Begin Material for this exercise

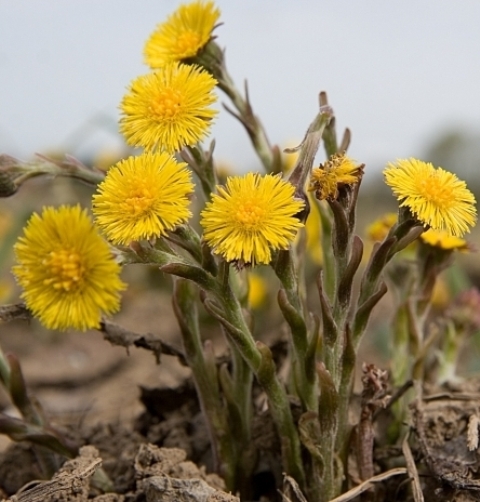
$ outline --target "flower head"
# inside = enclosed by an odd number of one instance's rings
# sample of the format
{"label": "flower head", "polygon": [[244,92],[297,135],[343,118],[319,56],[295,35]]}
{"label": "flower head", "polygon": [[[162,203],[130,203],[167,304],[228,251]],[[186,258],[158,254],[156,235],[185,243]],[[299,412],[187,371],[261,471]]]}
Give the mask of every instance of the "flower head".
{"label": "flower head", "polygon": [[93,196],[97,225],[115,244],[165,235],[190,216],[190,172],[166,152],[145,152],[111,167]]}
{"label": "flower head", "polygon": [[196,65],[170,63],[134,80],[120,105],[127,143],[173,153],[201,141],[216,115],[216,80]]}
{"label": "flower head", "polygon": [[468,242],[465,239],[450,235],[445,230],[428,229],[420,236],[420,239],[429,246],[444,249],[446,251],[458,249],[468,249]]}
{"label": "flower head", "polygon": [[220,10],[213,2],[181,5],[148,39],[145,63],[151,68],[161,68],[196,56],[210,40],[219,17]]}
{"label": "flower head", "polygon": [[279,176],[248,173],[227,179],[202,211],[204,239],[228,262],[269,263],[272,250],[286,249],[302,226],[295,215],[303,202]]}
{"label": "flower head", "polygon": [[400,207],[424,226],[462,237],[475,225],[475,197],[455,174],[411,158],[388,164],[384,175]]}
{"label": "flower head", "polygon": [[363,165],[355,164],[345,153],[337,153],[312,171],[309,190],[318,200],[335,200],[339,187],[357,183],[362,173]]}
{"label": "flower head", "polygon": [[14,250],[22,298],[47,328],[98,328],[119,309],[120,266],[80,206],[34,213]]}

End Material for this exercise

◆ What is being asked ◆
Please rewrite the listing above, changing "instance" to "object" throughout and leaving everything else as it is. Omit the pictures from your answer.

◆ Solution for this task ◆
$ outline --target "flower head"
# inside = enclosed by an odd number of one object's rings
# sample of the format
{"label": "flower head", "polygon": [[244,92],[297,135],[343,118],[319,56],[295,35]]}
{"label": "flower head", "polygon": [[[162,203],[130,203],[167,304],[228,251]],[[186,258],[158,254],[156,235],[185,243]],[[299,412],[187,371],[261,471]]]}
Give the mask of every object of the "flower head".
{"label": "flower head", "polygon": [[93,196],[97,225],[115,244],[165,235],[190,216],[190,172],[166,152],[145,152],[111,167]]}
{"label": "flower head", "polygon": [[196,65],[170,63],[134,80],[120,105],[127,143],[173,153],[201,141],[216,115],[216,80]]}
{"label": "flower head", "polygon": [[468,242],[465,239],[450,235],[445,230],[428,229],[420,236],[420,239],[429,246],[444,249],[446,251],[458,249],[468,249]]}
{"label": "flower head", "polygon": [[220,10],[213,2],[181,5],[148,39],[145,63],[151,68],[161,68],[196,56],[210,40],[219,17]]}
{"label": "flower head", "polygon": [[279,176],[248,173],[227,179],[202,211],[204,239],[228,262],[269,263],[272,250],[286,249],[302,226],[295,215],[303,202]]}
{"label": "flower head", "polygon": [[400,207],[424,226],[462,237],[475,225],[475,197],[455,174],[411,158],[388,164],[384,175]]}
{"label": "flower head", "polygon": [[363,165],[355,164],[345,153],[337,153],[312,171],[309,190],[318,200],[335,200],[339,187],[357,183],[362,173]]}
{"label": "flower head", "polygon": [[14,250],[22,298],[47,328],[98,328],[119,309],[120,266],[80,206],[34,213]]}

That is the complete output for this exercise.